* **ABOUT THIS TASK**
The records below must be duplicated exactly, character for character.

* **PROVIDED DATA**
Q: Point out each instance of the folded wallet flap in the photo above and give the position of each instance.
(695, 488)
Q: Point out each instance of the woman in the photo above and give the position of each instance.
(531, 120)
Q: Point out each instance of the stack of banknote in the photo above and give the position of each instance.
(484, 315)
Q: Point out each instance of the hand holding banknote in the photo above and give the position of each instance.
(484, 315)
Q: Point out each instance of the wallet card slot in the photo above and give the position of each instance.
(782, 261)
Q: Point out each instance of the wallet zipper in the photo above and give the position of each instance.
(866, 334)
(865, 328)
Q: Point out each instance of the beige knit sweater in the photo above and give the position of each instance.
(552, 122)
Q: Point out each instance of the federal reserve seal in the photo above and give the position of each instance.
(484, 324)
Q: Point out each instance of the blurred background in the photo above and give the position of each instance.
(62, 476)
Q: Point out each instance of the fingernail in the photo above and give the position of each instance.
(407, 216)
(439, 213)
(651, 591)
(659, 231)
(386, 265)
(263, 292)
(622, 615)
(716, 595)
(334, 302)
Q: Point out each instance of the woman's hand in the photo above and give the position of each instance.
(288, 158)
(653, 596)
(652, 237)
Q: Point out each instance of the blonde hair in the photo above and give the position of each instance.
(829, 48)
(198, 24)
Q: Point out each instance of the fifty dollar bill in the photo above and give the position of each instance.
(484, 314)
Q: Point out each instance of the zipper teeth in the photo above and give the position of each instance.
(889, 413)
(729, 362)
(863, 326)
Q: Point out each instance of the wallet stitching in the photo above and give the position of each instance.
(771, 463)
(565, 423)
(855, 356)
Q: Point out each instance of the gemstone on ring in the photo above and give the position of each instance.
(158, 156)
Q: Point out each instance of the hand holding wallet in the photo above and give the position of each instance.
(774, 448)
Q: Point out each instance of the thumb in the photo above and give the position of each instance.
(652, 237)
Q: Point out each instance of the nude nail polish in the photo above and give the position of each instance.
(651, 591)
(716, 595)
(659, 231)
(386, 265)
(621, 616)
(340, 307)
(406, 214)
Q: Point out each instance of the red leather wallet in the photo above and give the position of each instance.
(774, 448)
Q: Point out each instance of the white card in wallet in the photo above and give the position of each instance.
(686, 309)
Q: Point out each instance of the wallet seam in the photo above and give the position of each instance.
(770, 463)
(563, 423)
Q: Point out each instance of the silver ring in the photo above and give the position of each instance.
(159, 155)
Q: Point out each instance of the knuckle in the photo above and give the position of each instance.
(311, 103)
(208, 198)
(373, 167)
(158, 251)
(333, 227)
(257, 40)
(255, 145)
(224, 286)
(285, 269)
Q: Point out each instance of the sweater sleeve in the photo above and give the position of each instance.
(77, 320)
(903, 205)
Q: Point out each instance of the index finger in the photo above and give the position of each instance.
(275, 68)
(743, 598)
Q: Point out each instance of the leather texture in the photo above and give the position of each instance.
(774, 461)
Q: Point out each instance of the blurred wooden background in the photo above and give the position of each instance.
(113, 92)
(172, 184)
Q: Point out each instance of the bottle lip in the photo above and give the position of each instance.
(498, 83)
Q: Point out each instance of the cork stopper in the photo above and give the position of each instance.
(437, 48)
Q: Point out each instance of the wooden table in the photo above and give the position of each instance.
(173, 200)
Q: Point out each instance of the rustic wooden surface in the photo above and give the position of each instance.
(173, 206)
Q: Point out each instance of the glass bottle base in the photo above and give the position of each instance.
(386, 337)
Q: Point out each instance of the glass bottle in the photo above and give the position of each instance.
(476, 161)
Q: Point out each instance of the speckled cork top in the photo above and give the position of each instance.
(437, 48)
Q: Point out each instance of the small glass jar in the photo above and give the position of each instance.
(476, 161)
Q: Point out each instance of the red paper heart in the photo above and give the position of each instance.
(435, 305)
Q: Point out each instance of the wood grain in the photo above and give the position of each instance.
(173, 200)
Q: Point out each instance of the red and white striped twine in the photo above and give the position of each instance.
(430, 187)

* **PROBLEM SOLUTION**
Q: Point out each instance of the folded wallet flap in the photo above and give the position of each instance.
(695, 488)
Q: Point out each instance of the woman in the photo above and give the position of each instance.
(531, 120)
Q: Point out each instance of the stack of banknote in the photo above and give the position of each instance.
(484, 315)
Q: Point out each instance of the hand holding banknote in the photo above and give the position of each instance.
(484, 315)
Q: Point out each instance of the wallet card slot in the photo above and give the position of each instance.
(782, 261)
Q: Point out each instance of the wallet zipper in the photo above and give the position of each instance.
(866, 334)
(865, 328)
Q: Point out each instance of the beige knit sweater in the photo above and give the position of each instance.
(552, 122)
Q: Point out each instance of the federal reserve seal in the photo above and give the position of each instance.
(484, 324)
Q: Point out each instance of the blurred background in the photo above and give the position of each instance.
(62, 476)
Q: Point out each instance of the fingernail in the photo above and give the position of each instance.
(407, 216)
(439, 213)
(651, 591)
(659, 231)
(386, 265)
(263, 292)
(622, 615)
(716, 595)
(334, 302)
Q: Point out each instance of the woman's hand in the photo above and give the position of each instance.
(288, 158)
(653, 596)
(652, 237)
Q: Point out each instance of the blonde hair in the photo above and give the position of each instance.
(829, 48)
(198, 24)
Q: Point out each instance of the fifty dollar bill in the photo above and give the position of each instance.
(484, 314)
Q: Point out each instance of the zipper teeth in the photo above and give the position of each instance.
(889, 413)
(729, 362)
(863, 326)
Q: Point out each instance of the wallet stitching in the photo above and give the position of each instance.
(771, 463)
(565, 423)
(855, 356)
Q: Point out each instance of the gemstone on ring in the photo above and give the position of each instance.
(158, 156)
Q: Point out each instance of the hand holding wallet in the photo above and give the position of each instance.
(774, 448)
Q: Point out each instance of the thumb in the photo above and give the position of each instance.
(652, 237)
Q: Point out each instance of the nude nail polish in the photo above and give the position of each instance.
(651, 591)
(716, 595)
(659, 231)
(386, 265)
(621, 616)
(340, 307)
(406, 214)
Q: Point out each instance of the red leather wallet in the photo above and give the position of each instance.
(774, 448)
Q: Point out each instance of the white card in wallet in the photo above and give the position of each instance.
(686, 309)
Q: Point out each instance of the wallet seam in the photo above and give the position of each instance.
(770, 463)
(563, 423)
Q: Point out each instance of the silver ring in the photo above and give the position of each instance.
(159, 155)
Q: Point out each instance of the knuckle in the photo above and give the position of each instance.
(311, 103)
(208, 198)
(373, 167)
(158, 251)
(333, 227)
(257, 40)
(255, 145)
(224, 286)
(285, 269)
Q: Point out each instance of the sweater sleeve in the photo above and give the position of each instance.
(77, 320)
(903, 205)
Q: Point out each instance of the index finger in the photo above and give the position of each instance.
(275, 68)
(743, 598)
Q: Point out each instance of the leather texture in the photo above and give the position of each instance.
(774, 461)
Q: Point out each instance of the blurred wooden background in the photo above and give the position of each instance.
(113, 92)
(172, 184)
Q: Point out each instance of the bottle lip in the photo above and give the position of each instance.
(498, 83)
Q: Point out each instance of the cork stopper in the photo above and give the position of each instance.
(437, 48)
Q: Point out each instance of the wooden table in the photo above and give the position of each instance.
(173, 200)
Q: Point out each instance of the rustic wooden surface in the photo above and give the position of each instance.
(173, 206)
Q: Point out each instance of the glass bottle base in the photo above and give the position of each instance.
(386, 337)
Q: Point out each instance of the glass bottle in the photo above and give the position of each instance.
(476, 161)
Q: Point out each instance of the speckled cork top in the photo above and give the position of each instance.
(437, 48)
Q: Point out each instance of the small glass jar in the photo above and give the position of each instance.
(476, 161)
Q: Point out each instance of the red paper heart in the photo above and give the position of each instance.
(435, 305)
Q: Point out each instance of the wood grain in the photo above and give the position of each instance.
(173, 200)
Q: Point out each instance of the red and white striped twine in the photo above and give the position of each instance.
(430, 187)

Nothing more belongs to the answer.